* _SHORT PROBLEM_: Change "canopy" to "awning" in the records from their start up to and including the line with "[[[66,154],[69,160],[102,160],[103,150],[66,150]]]". Return those lines with everything else left as it is.

□ □ □ □ □

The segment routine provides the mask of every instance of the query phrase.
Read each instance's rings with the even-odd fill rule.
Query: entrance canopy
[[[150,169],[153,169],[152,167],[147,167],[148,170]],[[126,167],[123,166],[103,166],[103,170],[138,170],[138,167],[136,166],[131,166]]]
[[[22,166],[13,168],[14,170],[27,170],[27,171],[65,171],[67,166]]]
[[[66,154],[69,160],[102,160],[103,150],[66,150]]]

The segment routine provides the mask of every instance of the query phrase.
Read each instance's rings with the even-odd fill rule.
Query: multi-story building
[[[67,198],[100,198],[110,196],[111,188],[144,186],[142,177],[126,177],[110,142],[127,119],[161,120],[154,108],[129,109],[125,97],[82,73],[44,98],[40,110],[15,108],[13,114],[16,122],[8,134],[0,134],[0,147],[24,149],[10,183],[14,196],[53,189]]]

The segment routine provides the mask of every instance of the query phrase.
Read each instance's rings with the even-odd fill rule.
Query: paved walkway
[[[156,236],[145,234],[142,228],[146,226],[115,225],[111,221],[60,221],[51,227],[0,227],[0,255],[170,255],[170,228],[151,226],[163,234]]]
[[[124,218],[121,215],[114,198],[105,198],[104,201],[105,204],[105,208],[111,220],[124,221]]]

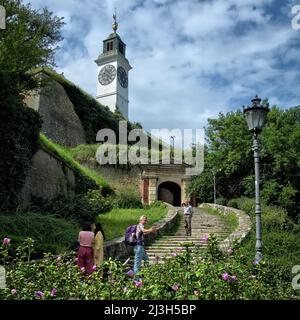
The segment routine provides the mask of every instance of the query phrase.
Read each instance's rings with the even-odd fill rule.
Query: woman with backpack
[[[102,226],[99,222],[92,224],[92,230],[95,234],[95,241],[93,245],[94,264],[99,267],[103,263],[103,244],[105,240]]]

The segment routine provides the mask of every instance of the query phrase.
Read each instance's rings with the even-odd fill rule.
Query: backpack
[[[129,246],[135,246],[137,244],[136,227],[137,225],[134,224],[126,229],[124,242]]]

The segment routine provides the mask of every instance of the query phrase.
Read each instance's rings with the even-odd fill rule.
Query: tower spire
[[[115,13],[113,14],[113,19],[114,19],[114,22],[112,24],[112,28],[114,30],[114,33],[117,32],[118,30],[118,23],[117,23],[117,8],[115,8]]]

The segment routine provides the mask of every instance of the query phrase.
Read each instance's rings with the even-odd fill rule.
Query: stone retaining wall
[[[153,226],[156,227],[156,234],[147,234],[145,236],[146,244],[149,244],[155,240],[158,235],[163,235],[172,230],[179,220],[179,211],[173,206],[167,204],[168,213],[165,218],[155,222]],[[137,221],[138,223],[138,221]],[[151,221],[150,221],[151,223]],[[124,230],[125,233],[125,230]],[[127,259],[133,255],[133,247],[124,243],[124,236],[112,241],[107,241],[104,244],[104,259],[109,257],[116,259]]]
[[[229,249],[234,240],[239,243],[246,237],[248,232],[251,230],[251,219],[250,217],[242,210],[238,210],[231,207],[221,206],[219,204],[213,203],[202,203],[201,208],[213,208],[220,211],[222,214],[226,215],[228,213],[234,213],[236,218],[238,219],[238,226],[225,240],[223,240],[219,248],[222,251],[226,251]]]

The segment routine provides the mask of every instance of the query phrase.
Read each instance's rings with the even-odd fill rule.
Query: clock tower
[[[128,72],[126,45],[117,34],[118,23],[113,15],[113,33],[103,41],[103,52],[95,60],[98,65],[96,99],[112,112],[118,109],[128,119]]]

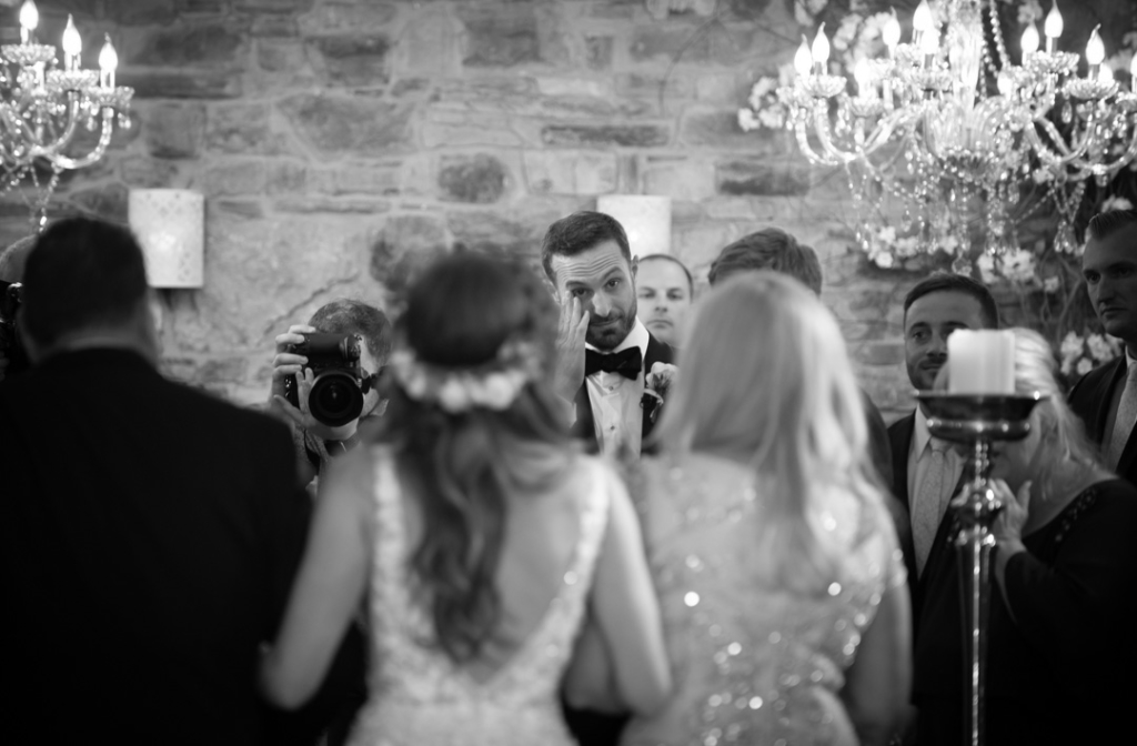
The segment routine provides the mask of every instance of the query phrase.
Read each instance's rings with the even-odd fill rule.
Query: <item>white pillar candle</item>
[[[596,212],[620,222],[633,257],[671,254],[670,197],[604,194],[596,200]]]
[[[1014,393],[1014,332],[958,329],[947,338],[951,393]]]

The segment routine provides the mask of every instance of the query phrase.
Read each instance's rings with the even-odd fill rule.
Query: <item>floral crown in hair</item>
[[[409,347],[401,347],[391,354],[389,366],[408,397],[437,404],[450,414],[474,407],[507,409],[525,384],[540,375],[537,349],[522,341],[503,343],[493,359],[472,367],[426,363]]]

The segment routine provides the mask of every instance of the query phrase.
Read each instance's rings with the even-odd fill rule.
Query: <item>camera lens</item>
[[[308,411],[332,428],[351,422],[363,413],[363,391],[358,381],[343,371],[321,373],[308,395]]]

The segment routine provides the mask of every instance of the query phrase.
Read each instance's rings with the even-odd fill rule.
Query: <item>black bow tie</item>
[[[619,373],[625,379],[634,381],[642,370],[644,354],[639,351],[638,347],[629,347],[623,351],[608,355],[584,350],[584,375],[604,371],[605,373]]]

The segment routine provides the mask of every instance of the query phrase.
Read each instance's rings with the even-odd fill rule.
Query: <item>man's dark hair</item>
[[[575,256],[601,241],[615,241],[620,246],[620,252],[624,255],[624,260],[631,265],[632,250],[628,246],[628,234],[624,233],[624,226],[620,221],[611,215],[589,210],[562,217],[549,226],[541,241],[541,267],[545,268],[545,276],[554,284],[557,281],[556,273],[553,272],[553,257]]]
[[[90,217],[52,224],[24,267],[20,314],[42,347],[65,334],[125,324],[147,293],[146,260],[128,229]]]
[[[797,242],[779,227],[767,227],[744,235],[722,251],[711,265],[707,281],[714,285],[739,272],[772,270],[798,280],[821,295],[821,262],[812,247]]]
[[[656,262],[656,260],[671,262],[680,270],[682,270],[683,274],[687,275],[687,290],[691,296],[695,295],[695,279],[691,277],[691,271],[687,268],[686,264],[683,264],[675,257],[671,256],[670,254],[648,254],[647,256],[640,257],[640,264],[644,264],[645,262]]]
[[[979,301],[982,310],[984,323],[988,329],[998,329],[998,305],[987,285],[972,280],[965,274],[954,274],[951,272],[936,272],[931,276],[924,277],[916,283],[908,295],[904,297],[904,317],[907,318],[908,308],[920,298],[933,292],[962,292]]]
[[[391,356],[391,322],[382,310],[363,301],[343,298],[325,304],[312,315],[308,325],[323,334],[363,334],[367,351],[380,365]]]
[[[27,254],[35,246],[38,235],[25,235],[20,240],[0,251],[0,280],[5,282],[22,282],[24,280],[24,264],[27,262]]]
[[[1089,221],[1089,238],[1107,239],[1129,225],[1137,225],[1137,209],[1098,213]]]

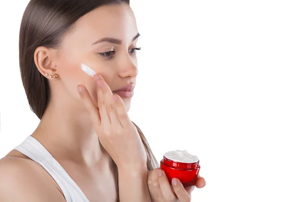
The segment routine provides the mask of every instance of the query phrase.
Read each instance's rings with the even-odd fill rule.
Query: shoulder
[[[0,201],[65,201],[51,179],[39,164],[12,151],[0,159]]]

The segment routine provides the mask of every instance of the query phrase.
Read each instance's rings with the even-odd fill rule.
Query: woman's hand
[[[160,176],[159,175],[161,175]],[[160,168],[156,168],[148,173],[148,186],[151,199],[153,202],[188,202],[191,201],[191,192],[195,186],[203,188],[206,185],[205,179],[200,177],[195,186],[184,188],[178,179],[177,184],[171,186],[165,172]],[[173,186],[173,187],[172,187]]]
[[[123,100],[114,96],[102,77],[94,76],[96,84],[98,108],[87,88],[78,89],[102,146],[117,165],[122,169],[146,166],[147,156],[137,129],[130,121]]]

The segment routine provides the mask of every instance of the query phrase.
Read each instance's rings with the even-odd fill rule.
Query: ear
[[[34,53],[34,61],[36,67],[40,73],[46,76],[46,74],[49,75],[56,74],[56,69],[54,65],[52,64],[53,52],[49,48],[44,46],[39,46]]]

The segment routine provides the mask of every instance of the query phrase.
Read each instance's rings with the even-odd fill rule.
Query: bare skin
[[[138,37],[134,37],[138,33],[136,20],[129,6],[105,6],[82,17],[74,29],[65,35],[58,49],[39,47],[35,52],[38,70],[44,75],[57,74],[59,78],[49,79],[52,92],[50,104],[31,135],[52,154],[90,201],[116,201],[117,187],[111,156],[99,142],[88,108],[83,103],[85,95],[81,98],[77,87],[83,84],[96,106],[98,106],[97,92],[100,90],[96,87],[96,81],[82,71],[80,64],[85,64],[102,76],[109,92],[127,84],[135,85],[137,61],[132,53],[136,47]],[[103,37],[119,39],[121,44],[103,42],[92,45]],[[110,59],[99,54],[113,50],[116,52]],[[122,98],[128,111],[131,98]],[[133,181],[141,182],[136,178],[140,177],[132,176],[131,172],[120,168],[120,179],[124,180],[120,182],[120,189],[121,185],[124,187]],[[156,172],[146,172],[145,179],[157,179],[152,177]],[[197,187],[205,186],[202,179]],[[62,191],[48,173],[18,150],[12,150],[0,160],[0,201],[65,201]],[[150,181],[153,180],[157,180]],[[147,195],[148,187],[151,199],[155,201],[162,201],[160,199],[167,197],[166,195],[170,196],[168,201],[186,201],[190,198],[193,188],[185,190],[182,186],[176,186],[174,195],[172,190],[166,192],[169,185],[164,181],[166,186],[162,186],[160,190],[159,186],[151,186],[151,183],[148,186],[148,182],[143,181],[143,193]],[[134,189],[135,185],[130,188]],[[158,193],[161,191],[164,195],[160,196]],[[122,192],[125,198],[128,192],[125,189]],[[129,192],[132,193],[131,190]],[[147,193],[146,201],[150,200]]]
[[[132,40],[138,33],[129,6],[103,6],[82,17],[66,34],[60,49],[40,47],[35,53],[42,74],[57,74],[59,79],[49,80],[52,93],[50,105],[31,136],[56,159],[90,201],[100,201],[100,198],[114,201],[117,196],[110,157],[99,143],[77,91],[77,85],[84,84],[97,103],[94,81],[81,70],[80,64],[86,64],[102,74],[113,91],[135,84],[137,58],[128,50],[136,47],[138,38]],[[103,37],[119,39],[122,43],[92,45]],[[110,60],[98,54],[113,49],[117,53]],[[131,99],[123,98],[127,111]],[[30,194],[31,186],[37,193],[46,193],[47,198],[41,196],[43,201],[65,201],[59,186],[44,169],[18,150],[12,150],[0,160],[0,190],[12,195],[18,187]]]

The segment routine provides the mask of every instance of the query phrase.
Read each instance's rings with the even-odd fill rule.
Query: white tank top
[[[61,189],[67,202],[89,202],[63,168],[34,137],[28,136],[14,149],[40,164],[51,175]]]

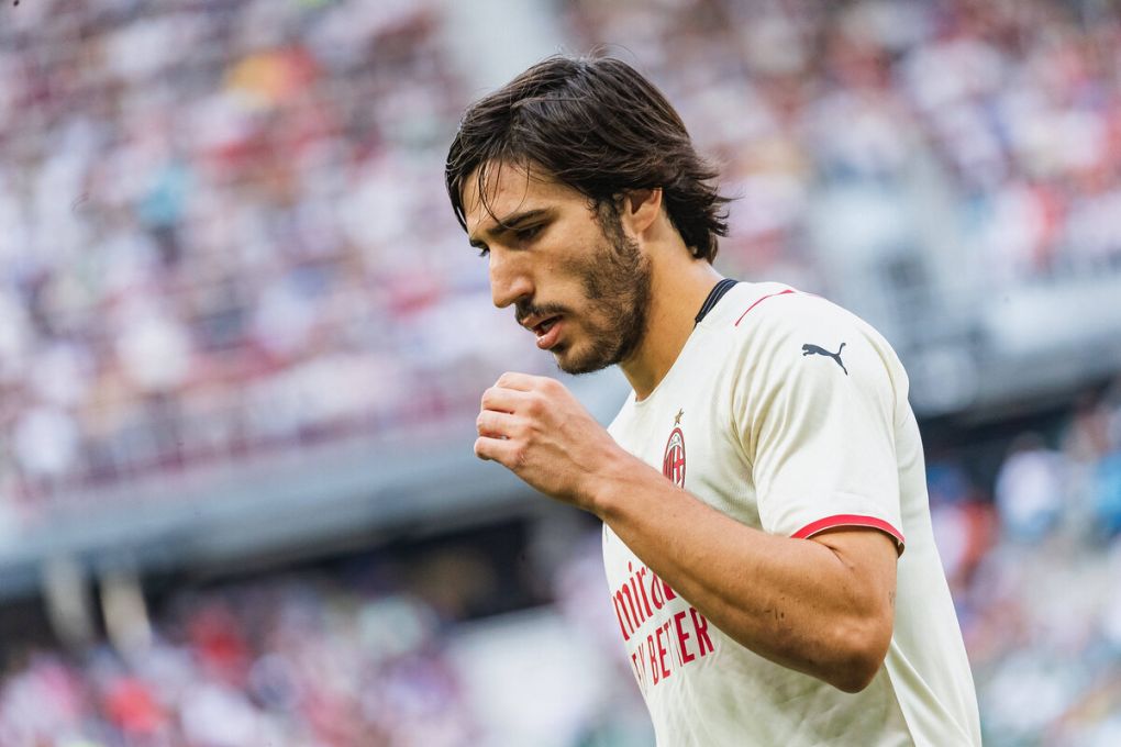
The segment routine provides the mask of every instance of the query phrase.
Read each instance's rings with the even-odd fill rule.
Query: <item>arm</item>
[[[813,540],[740,524],[623,451],[559,383],[504,374],[483,395],[475,454],[606,522],[740,644],[842,690],[883,662],[896,547],[877,530]]]

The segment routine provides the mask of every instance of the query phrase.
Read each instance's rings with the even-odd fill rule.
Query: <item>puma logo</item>
[[[802,346],[802,356],[805,357],[807,355],[824,355],[831,357],[837,362],[837,365],[841,366],[841,371],[844,371],[844,375],[847,376],[849,370],[845,368],[844,363],[841,362],[841,351],[843,349],[844,349],[844,343],[841,343],[841,347],[837,348],[836,353],[830,353],[824,347],[818,347],[817,345],[810,345],[809,343],[806,343],[805,345]]]

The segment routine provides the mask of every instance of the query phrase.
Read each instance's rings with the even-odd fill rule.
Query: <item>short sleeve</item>
[[[752,321],[733,417],[763,530],[809,538],[869,526],[901,552],[895,353],[814,297],[771,305]]]

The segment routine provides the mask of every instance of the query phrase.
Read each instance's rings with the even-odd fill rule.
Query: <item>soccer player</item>
[[[852,314],[713,269],[715,177],[617,59],[554,57],[467,109],[446,181],[495,306],[633,387],[604,430],[506,373],[475,454],[603,521],[659,745],[980,745],[907,376]]]

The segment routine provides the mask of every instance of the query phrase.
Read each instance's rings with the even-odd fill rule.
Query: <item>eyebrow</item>
[[[487,236],[487,235],[494,236],[494,235],[499,235],[499,234],[506,233],[507,231],[512,231],[512,230],[517,228],[518,226],[520,226],[521,224],[529,223],[530,221],[535,221],[537,218],[540,218],[540,217],[547,215],[548,213],[549,213],[549,211],[547,208],[544,208],[544,207],[538,207],[538,208],[535,208],[535,209],[531,209],[531,211],[526,211],[525,213],[510,213],[509,215],[507,215],[503,218],[495,218],[497,227],[495,228],[490,228],[488,231],[483,231],[482,235],[483,236]],[[485,249],[487,248],[487,244],[478,235],[476,236],[469,236],[467,237],[467,243],[470,243],[475,249]]]

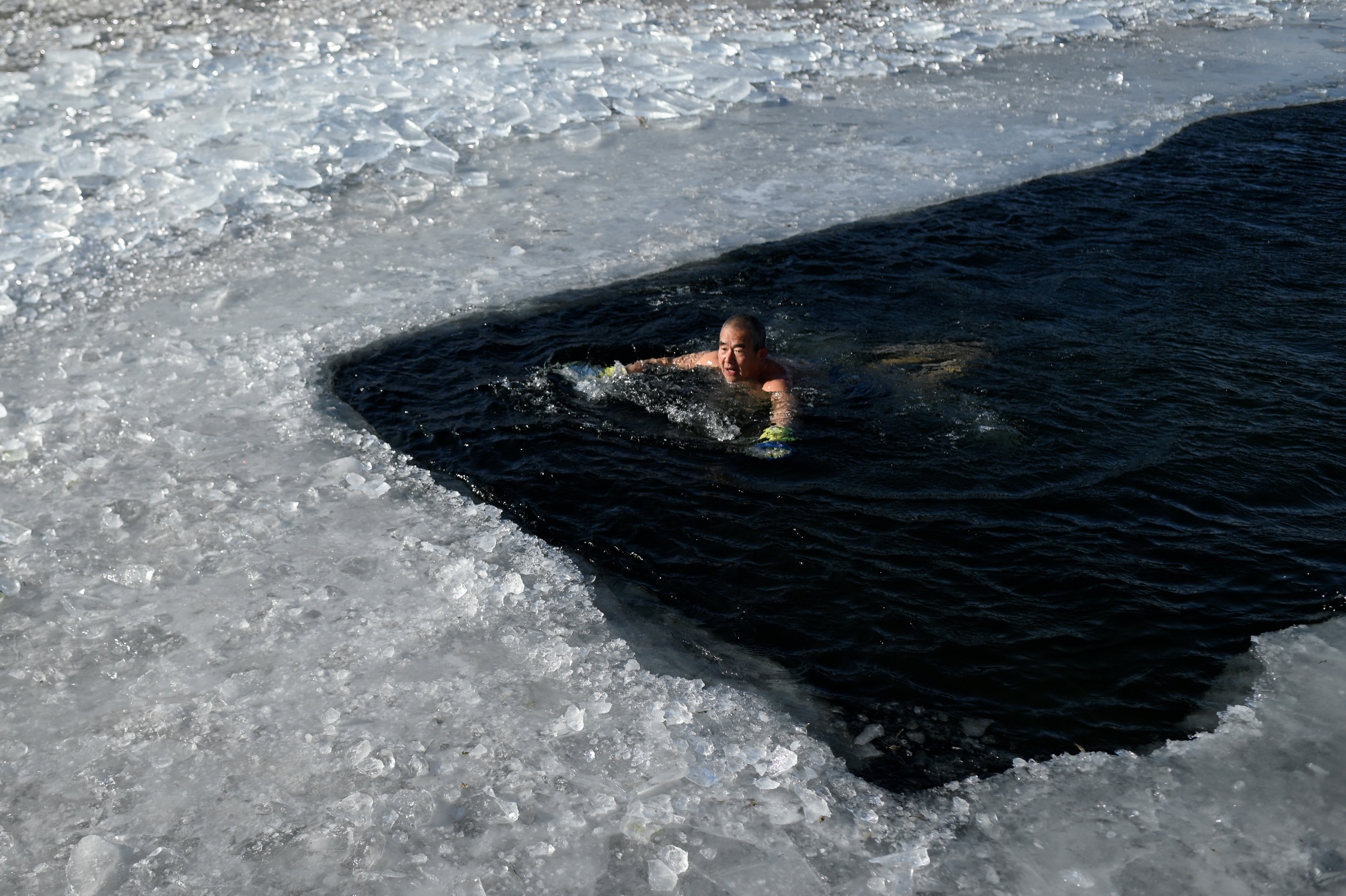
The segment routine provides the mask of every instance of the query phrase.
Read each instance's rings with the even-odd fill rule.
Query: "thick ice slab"
[[[350,73],[338,62],[346,44],[296,34],[297,48],[276,50],[284,66],[265,70],[276,79],[237,100],[258,116],[246,140],[244,116],[218,112],[226,94],[192,97],[232,89],[230,73],[257,77],[269,51],[222,58],[209,85],[188,74],[201,71],[192,59],[214,62],[198,44],[98,59],[75,47],[13,77],[27,86],[15,86],[11,114],[38,130],[7,132],[8,151],[28,153],[5,168],[16,301],[0,304],[7,891],[903,892],[915,872],[922,885],[966,877],[983,892],[1121,892],[1120,865],[1160,839],[1197,844],[1210,814],[1249,819],[1236,839],[1250,858],[1221,865],[1222,880],[1303,883],[1311,861],[1331,873],[1326,839],[1320,853],[1281,846],[1300,830],[1299,776],[1341,772],[1318,747],[1335,717],[1295,709],[1339,681],[1326,678],[1334,628],[1271,638],[1281,652],[1268,652],[1277,677],[1261,702],[1193,744],[1011,774],[1028,782],[880,794],[760,698],[641,669],[571,561],[353,428],[327,397],[323,363],[450,312],[522,308],[557,288],[1097,164],[1215,109],[1339,96],[1337,24],[1155,24],[1129,40],[1016,50],[968,73],[926,66],[864,89],[847,89],[839,70],[816,104],[781,78],[754,86],[775,105],[725,112],[716,100],[704,118],[645,114],[673,104],[633,87],[630,102],[650,109],[591,108],[619,121],[615,132],[568,120],[546,136],[555,118],[526,125],[545,108],[490,81],[472,101],[491,104],[472,106],[494,120],[485,128],[517,120],[475,149],[464,139],[456,168],[447,151],[424,153],[428,137],[416,145],[409,125],[420,124],[363,117],[408,100],[405,82],[342,100],[306,81],[384,85],[378,61],[425,39],[408,28]],[[884,23],[864,39],[894,32]],[[695,51],[711,36],[681,32],[669,46]],[[510,54],[526,69],[561,46],[443,40],[443,59],[462,61],[471,83],[516,65]],[[754,40],[758,55],[777,46]],[[662,48],[638,52],[673,77]],[[117,58],[122,74],[109,79]],[[113,81],[121,94],[98,93]],[[300,116],[330,125],[323,133],[357,120],[373,130],[299,136]],[[90,145],[75,137],[85,121]],[[311,147],[326,167],[303,167]],[[385,164],[394,156],[401,168]],[[116,165],[105,171],[105,159]],[[221,218],[256,229],[234,233]],[[187,254],[217,225],[218,244]],[[118,239],[128,261],[102,278]],[[1164,791],[1179,759],[1199,767],[1182,780],[1203,783]],[[1268,788],[1256,818],[1218,790],[1226,778]],[[1125,806],[1159,787],[1167,814],[1144,835],[1100,833],[1121,845],[1086,860],[1093,841],[1073,839],[1084,827],[1053,821],[1093,811],[1084,806],[1100,796],[1079,782],[1105,782]],[[995,841],[979,814],[992,834],[1012,830]],[[1193,850],[1170,850],[1155,873],[1206,873],[1211,860]]]

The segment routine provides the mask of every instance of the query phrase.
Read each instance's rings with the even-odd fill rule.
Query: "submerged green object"
[[[794,440],[794,431],[789,426],[767,426],[758,436],[756,444],[748,448],[748,453],[763,460],[782,460],[794,453],[790,444]]]

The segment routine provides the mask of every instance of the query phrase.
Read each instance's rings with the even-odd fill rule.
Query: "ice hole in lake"
[[[334,389],[441,482],[791,670],[876,782],[1140,749],[1346,581],[1343,206],[1346,105],[1230,116],[454,319],[339,359]],[[746,452],[765,402],[713,374],[579,375],[712,347],[738,311],[802,365],[786,460]]]

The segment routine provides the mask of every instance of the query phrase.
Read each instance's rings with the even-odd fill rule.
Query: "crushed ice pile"
[[[651,671],[331,400],[334,352],[447,313],[1343,96],[1330,4],[841,9],[67,28],[4,73],[0,892],[1342,880],[1338,623],[1265,636],[1197,740],[887,794],[771,696]],[[1049,43],[1081,34],[1119,39]]]
[[[145,238],[182,252],[230,222],[315,214],[365,170],[402,200],[455,175],[452,188],[487,186],[485,171],[456,171],[483,141],[551,135],[588,148],[616,118],[696,126],[727,105],[818,100],[841,79],[1014,44],[1272,17],[1253,0],[830,12],[707,5],[670,27],[637,4],[521,5],[408,19],[390,35],[339,15],[264,42],[207,16],[116,47],[66,27],[36,66],[0,74],[0,316],[24,304],[65,313],[73,270]]]

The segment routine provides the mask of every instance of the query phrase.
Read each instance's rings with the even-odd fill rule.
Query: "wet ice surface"
[[[213,133],[191,97],[136,98],[129,77],[124,97],[98,94],[112,63],[79,47],[52,58],[70,71],[7,75],[9,114],[40,139],[5,132],[28,155],[5,168],[13,305],[0,304],[3,888],[1284,892],[1315,868],[1330,881],[1335,624],[1267,636],[1259,702],[1201,740],[898,799],[774,704],[641,669],[568,558],[353,431],[322,373],[334,351],[451,311],[1093,164],[1221,104],[1341,96],[1341,31],[1316,9],[853,87],[839,69],[824,78],[835,101],[665,120],[685,130],[621,116],[598,140],[530,141],[521,121],[458,144],[452,176],[413,171],[424,184],[384,164],[431,145],[401,132],[300,141],[319,147],[330,211],[327,192],[280,182],[281,161],[304,159],[273,153],[291,145],[288,130],[262,139],[275,118],[244,133],[226,116]],[[497,51],[514,50],[460,67],[476,78]],[[314,52],[295,71],[336,65]],[[186,93],[195,58],[129,50],[118,71]],[[287,121],[377,114],[306,97],[297,75],[265,90],[299,104]],[[166,143],[140,130],[151,120]],[[92,147],[86,121],[105,135]],[[343,182],[347,159],[361,165]],[[217,223],[209,253],[184,253]],[[127,261],[104,256],[144,233]]]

□ □ □ □ □

* _RESULT_:
The segment routine provides the mask of every instance of the query phrase.
Read each instance's rings with the even-odd fill rule.
Query: entrance awning
[[[150,169],[153,169],[152,167],[147,167],[148,170]],[[126,167],[123,166],[103,166],[103,170],[138,170],[138,167],[136,166],[131,166]]]
[[[22,166],[13,168],[14,170],[27,170],[27,171],[65,171],[67,166]]]
[[[66,154],[69,160],[102,160],[103,150],[66,150]]]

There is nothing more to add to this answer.